-- START --

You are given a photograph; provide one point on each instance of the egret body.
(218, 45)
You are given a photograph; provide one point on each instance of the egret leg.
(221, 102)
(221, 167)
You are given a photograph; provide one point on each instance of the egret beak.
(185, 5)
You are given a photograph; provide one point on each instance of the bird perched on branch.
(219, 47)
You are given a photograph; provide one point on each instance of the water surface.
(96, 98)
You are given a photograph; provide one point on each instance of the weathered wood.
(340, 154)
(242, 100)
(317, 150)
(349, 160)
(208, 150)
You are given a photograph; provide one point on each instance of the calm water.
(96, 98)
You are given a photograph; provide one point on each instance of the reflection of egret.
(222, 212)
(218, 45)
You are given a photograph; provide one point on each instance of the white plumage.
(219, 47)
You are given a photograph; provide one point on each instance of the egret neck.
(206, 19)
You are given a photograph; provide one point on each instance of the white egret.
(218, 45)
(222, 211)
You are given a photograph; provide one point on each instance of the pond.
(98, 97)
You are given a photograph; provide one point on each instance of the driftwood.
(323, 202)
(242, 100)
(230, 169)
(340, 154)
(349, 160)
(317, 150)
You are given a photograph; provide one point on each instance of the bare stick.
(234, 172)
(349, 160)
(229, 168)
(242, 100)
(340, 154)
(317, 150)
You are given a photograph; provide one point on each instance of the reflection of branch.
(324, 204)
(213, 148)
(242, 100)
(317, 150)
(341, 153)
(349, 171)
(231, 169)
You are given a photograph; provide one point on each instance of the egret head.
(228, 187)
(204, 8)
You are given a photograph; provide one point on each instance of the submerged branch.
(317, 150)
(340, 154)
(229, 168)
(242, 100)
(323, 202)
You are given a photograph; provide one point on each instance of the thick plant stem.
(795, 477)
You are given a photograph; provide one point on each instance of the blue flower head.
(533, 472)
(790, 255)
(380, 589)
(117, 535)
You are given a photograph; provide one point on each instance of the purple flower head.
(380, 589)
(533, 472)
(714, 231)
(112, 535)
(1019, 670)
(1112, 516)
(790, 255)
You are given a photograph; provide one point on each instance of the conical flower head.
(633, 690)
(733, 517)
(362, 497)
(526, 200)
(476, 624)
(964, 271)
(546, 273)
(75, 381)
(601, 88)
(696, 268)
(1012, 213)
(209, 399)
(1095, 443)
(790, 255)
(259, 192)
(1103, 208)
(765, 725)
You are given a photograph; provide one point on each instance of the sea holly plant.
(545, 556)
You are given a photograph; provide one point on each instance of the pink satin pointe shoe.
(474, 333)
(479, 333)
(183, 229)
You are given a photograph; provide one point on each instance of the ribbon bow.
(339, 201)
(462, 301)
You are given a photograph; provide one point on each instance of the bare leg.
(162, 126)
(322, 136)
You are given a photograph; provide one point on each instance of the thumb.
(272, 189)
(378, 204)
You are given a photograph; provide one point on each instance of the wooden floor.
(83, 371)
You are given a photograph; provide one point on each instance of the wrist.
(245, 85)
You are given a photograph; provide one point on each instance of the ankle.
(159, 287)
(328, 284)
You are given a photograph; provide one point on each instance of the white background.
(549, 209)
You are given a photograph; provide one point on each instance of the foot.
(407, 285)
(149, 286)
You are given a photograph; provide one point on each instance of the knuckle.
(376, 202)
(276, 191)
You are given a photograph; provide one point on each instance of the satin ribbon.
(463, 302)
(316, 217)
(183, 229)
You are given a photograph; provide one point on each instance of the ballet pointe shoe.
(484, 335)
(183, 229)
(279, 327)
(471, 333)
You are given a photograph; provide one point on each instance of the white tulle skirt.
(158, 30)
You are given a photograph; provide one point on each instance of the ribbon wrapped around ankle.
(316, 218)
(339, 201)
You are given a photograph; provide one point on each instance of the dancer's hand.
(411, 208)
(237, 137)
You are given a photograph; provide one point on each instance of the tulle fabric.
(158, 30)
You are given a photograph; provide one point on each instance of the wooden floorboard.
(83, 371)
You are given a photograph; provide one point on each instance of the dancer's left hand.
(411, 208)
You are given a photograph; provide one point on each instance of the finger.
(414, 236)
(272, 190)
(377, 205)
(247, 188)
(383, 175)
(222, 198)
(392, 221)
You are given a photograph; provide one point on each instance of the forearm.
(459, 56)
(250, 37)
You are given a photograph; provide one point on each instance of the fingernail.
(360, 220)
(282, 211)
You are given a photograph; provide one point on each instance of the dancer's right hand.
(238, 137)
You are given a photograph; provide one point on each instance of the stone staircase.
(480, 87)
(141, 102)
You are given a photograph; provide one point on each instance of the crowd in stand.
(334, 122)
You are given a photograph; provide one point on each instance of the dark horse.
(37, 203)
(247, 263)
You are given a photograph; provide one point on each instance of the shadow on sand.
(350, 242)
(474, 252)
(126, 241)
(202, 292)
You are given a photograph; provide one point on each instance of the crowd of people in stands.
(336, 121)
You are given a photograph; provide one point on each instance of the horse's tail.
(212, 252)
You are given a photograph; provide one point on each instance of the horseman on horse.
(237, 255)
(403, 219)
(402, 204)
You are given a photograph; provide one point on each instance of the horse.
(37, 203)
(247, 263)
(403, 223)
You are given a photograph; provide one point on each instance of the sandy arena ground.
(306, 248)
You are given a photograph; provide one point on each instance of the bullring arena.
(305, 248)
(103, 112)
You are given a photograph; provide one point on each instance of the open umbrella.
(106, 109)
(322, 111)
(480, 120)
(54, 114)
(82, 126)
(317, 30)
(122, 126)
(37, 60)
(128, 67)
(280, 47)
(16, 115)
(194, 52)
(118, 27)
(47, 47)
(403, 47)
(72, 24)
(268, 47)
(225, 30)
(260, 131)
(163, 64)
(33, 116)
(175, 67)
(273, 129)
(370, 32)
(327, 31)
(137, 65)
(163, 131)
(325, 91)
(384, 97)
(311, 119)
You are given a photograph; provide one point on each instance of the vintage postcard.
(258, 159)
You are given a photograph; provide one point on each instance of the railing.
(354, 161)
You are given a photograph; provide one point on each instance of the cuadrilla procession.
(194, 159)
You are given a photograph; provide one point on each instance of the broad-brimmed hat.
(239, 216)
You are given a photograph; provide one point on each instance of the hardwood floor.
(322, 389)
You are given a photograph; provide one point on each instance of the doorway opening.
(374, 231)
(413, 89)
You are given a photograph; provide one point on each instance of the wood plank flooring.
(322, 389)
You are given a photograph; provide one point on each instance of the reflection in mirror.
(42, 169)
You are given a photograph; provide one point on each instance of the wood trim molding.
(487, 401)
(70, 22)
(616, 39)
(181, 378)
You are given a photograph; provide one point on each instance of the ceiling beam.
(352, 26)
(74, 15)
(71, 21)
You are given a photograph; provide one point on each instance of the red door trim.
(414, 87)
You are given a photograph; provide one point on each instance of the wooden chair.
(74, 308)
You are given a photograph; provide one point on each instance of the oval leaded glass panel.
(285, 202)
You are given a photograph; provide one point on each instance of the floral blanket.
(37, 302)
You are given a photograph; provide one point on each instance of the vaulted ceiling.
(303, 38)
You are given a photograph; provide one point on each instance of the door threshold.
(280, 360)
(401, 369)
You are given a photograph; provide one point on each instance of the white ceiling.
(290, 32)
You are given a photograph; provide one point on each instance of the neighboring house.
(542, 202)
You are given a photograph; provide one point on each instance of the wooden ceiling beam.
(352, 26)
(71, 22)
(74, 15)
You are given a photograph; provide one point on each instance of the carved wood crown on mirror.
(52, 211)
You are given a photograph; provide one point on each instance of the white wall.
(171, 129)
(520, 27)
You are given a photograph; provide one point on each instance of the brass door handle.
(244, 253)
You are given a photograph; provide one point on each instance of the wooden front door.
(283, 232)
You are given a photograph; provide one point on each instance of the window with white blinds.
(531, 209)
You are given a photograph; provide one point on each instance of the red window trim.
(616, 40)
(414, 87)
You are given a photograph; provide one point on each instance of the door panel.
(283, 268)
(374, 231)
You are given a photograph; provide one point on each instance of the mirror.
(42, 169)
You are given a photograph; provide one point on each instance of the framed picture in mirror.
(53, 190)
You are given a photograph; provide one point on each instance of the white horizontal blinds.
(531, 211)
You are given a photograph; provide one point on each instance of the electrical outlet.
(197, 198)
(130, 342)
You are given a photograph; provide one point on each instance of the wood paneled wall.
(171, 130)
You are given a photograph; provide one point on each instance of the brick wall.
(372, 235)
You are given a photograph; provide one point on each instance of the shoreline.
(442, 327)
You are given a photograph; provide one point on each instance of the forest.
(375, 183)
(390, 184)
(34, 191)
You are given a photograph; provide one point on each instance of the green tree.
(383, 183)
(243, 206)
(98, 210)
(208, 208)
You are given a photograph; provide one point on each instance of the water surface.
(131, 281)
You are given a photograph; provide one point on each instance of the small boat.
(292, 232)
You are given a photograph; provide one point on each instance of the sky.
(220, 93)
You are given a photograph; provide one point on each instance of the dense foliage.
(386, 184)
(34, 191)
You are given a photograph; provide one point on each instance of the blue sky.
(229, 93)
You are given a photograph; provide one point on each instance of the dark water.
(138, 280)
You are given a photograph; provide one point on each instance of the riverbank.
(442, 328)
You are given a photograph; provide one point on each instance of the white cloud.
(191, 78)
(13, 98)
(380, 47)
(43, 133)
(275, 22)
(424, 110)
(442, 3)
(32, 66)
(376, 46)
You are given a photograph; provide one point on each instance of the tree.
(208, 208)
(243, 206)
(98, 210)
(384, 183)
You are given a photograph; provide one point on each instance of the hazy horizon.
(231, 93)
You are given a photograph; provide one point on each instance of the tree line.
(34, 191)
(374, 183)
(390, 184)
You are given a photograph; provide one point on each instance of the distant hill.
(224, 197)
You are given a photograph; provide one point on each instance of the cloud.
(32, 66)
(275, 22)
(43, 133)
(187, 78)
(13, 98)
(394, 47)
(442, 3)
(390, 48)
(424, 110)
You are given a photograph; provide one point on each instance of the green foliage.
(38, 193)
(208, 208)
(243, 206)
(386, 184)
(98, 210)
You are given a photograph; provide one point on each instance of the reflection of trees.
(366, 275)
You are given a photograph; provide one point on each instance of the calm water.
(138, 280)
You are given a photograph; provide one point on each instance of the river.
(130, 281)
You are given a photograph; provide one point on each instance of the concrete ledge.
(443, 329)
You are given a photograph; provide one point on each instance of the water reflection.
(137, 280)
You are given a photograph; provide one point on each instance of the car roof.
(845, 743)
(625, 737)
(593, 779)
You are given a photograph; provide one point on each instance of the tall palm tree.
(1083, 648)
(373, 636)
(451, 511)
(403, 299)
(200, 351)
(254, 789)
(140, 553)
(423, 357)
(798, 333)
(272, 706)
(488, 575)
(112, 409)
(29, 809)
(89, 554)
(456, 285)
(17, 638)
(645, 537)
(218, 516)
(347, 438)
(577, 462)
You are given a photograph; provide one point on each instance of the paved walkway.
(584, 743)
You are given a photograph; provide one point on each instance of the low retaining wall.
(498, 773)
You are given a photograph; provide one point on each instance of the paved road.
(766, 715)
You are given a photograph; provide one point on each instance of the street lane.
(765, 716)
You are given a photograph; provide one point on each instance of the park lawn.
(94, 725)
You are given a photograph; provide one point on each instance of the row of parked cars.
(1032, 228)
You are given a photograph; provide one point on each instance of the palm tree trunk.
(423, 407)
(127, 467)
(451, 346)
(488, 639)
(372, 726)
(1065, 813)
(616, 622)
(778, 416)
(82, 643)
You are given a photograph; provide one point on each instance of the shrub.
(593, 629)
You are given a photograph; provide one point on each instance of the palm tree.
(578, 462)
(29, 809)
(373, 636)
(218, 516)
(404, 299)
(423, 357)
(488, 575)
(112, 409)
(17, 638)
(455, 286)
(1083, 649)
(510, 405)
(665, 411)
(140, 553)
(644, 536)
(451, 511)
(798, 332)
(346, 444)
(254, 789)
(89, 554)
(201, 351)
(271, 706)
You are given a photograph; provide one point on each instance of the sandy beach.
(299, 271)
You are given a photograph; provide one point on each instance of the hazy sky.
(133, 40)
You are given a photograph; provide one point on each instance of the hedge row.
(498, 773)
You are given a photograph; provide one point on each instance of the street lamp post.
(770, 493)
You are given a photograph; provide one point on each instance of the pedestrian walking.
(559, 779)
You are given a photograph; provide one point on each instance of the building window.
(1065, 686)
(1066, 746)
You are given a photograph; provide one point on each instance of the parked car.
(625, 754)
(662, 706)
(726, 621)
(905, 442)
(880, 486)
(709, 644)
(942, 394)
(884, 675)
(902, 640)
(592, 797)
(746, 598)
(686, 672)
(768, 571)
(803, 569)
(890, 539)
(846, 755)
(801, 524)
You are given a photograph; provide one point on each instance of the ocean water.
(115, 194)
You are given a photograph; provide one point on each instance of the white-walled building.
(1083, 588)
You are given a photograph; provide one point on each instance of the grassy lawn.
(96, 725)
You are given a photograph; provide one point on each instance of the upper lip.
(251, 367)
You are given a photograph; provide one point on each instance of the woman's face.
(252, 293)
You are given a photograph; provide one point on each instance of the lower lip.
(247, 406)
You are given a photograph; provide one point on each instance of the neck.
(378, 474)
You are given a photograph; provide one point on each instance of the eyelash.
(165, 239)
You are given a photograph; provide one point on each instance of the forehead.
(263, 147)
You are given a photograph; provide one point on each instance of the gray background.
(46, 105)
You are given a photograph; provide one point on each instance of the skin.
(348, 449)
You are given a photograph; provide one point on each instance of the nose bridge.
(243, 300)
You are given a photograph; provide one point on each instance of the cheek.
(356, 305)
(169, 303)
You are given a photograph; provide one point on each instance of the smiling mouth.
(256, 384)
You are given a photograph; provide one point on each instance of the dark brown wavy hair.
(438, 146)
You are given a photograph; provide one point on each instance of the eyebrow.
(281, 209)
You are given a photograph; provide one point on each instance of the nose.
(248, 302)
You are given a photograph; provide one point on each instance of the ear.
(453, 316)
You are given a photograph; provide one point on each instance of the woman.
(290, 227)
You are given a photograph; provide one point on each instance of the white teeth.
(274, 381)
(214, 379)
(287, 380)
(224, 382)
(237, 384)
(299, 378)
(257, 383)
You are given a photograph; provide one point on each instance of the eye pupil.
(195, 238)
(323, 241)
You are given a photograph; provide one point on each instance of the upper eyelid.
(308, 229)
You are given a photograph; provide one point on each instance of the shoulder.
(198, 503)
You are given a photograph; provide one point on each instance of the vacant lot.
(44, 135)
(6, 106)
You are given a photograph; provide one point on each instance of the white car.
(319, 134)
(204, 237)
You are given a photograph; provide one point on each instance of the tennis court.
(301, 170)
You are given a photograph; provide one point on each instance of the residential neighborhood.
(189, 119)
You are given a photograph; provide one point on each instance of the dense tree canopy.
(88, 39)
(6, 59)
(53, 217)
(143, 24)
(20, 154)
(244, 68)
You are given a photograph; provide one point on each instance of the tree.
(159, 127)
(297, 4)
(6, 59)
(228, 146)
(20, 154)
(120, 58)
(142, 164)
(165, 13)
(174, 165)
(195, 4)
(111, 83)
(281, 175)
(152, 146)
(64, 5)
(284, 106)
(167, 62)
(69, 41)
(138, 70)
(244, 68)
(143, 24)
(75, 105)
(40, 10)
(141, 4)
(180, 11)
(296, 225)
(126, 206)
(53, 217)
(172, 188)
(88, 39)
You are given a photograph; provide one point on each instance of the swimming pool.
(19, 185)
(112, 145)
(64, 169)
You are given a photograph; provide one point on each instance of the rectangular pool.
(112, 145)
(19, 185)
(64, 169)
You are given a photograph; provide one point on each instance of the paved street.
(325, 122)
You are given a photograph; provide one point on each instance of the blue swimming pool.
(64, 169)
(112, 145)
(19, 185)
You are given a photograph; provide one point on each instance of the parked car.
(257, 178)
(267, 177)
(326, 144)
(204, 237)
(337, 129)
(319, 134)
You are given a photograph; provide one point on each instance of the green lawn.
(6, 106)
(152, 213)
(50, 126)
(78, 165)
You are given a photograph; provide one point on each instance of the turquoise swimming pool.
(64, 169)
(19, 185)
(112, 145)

-- END --

### YOUR INSTRUCTIONS:
Reproduce exactly, with nothing added, the lines from the one that contains "the eye pupil." to the end of the data.

### EXPECTED OUTPUT:
You are given a photograph; provide one point on each instance of the eye pupil.
(195, 238)
(323, 241)
You are given a photograph; provide one point on each instance of the upper eyelid.
(308, 229)
You are given a photograph; provide one point on each instance of the shoulder.
(198, 503)
You are given a photograph; provide one point on each instance of the vacant lot.
(44, 135)
(6, 106)
You are given a photograph; provide one point on each instance of the white car.
(319, 134)
(204, 237)
You are given a photograph; provide one point on each instance of the tennis court.
(301, 170)
You are given a photograph; provide one point on each instance of the residential neighborhood.
(189, 119)
You are given a photograph; provide one point on each instance of the dense tree canopy.
(88, 39)
(6, 59)
(53, 217)
(143, 24)
(20, 154)
(244, 68)
You are given a photograph; provide one point on each instance of the tree.
(159, 127)
(297, 4)
(6, 59)
(228, 146)
(20, 154)
(120, 58)
(142, 164)
(165, 13)
(174, 165)
(195, 4)
(111, 83)
(281, 175)
(152, 146)
(64, 5)
(284, 106)
(167, 62)
(69, 41)
(138, 70)
(244, 68)
(143, 24)
(75, 105)
(40, 10)
(141, 4)
(180, 11)
(296, 225)
(126, 206)
(53, 217)
(172, 188)
(88, 39)
You are given a photograph; provide one point on each instance of the swimming pool.
(19, 185)
(112, 145)
(64, 169)
You are given a photograph; provide one point on each instance of the rectangular pool.
(112, 145)
(19, 185)
(64, 169)
You are given a photograph; provide one point on each instance of the paved street.
(325, 122)
You are given a photograph; provide one point on each instance of the blue swimming pool.
(64, 169)
(112, 145)
(19, 185)
You are given a photograph; provide one point on each instance of the parked car.
(257, 178)
(267, 177)
(326, 144)
(204, 237)
(337, 129)
(319, 134)
You are given a photograph; provide one point on each instance of the green lawn.
(6, 106)
(152, 213)
(50, 126)
(78, 165)
You are given a photograph; provide one point on each instance of the turquoise swimming pool.
(64, 169)
(19, 185)
(112, 145)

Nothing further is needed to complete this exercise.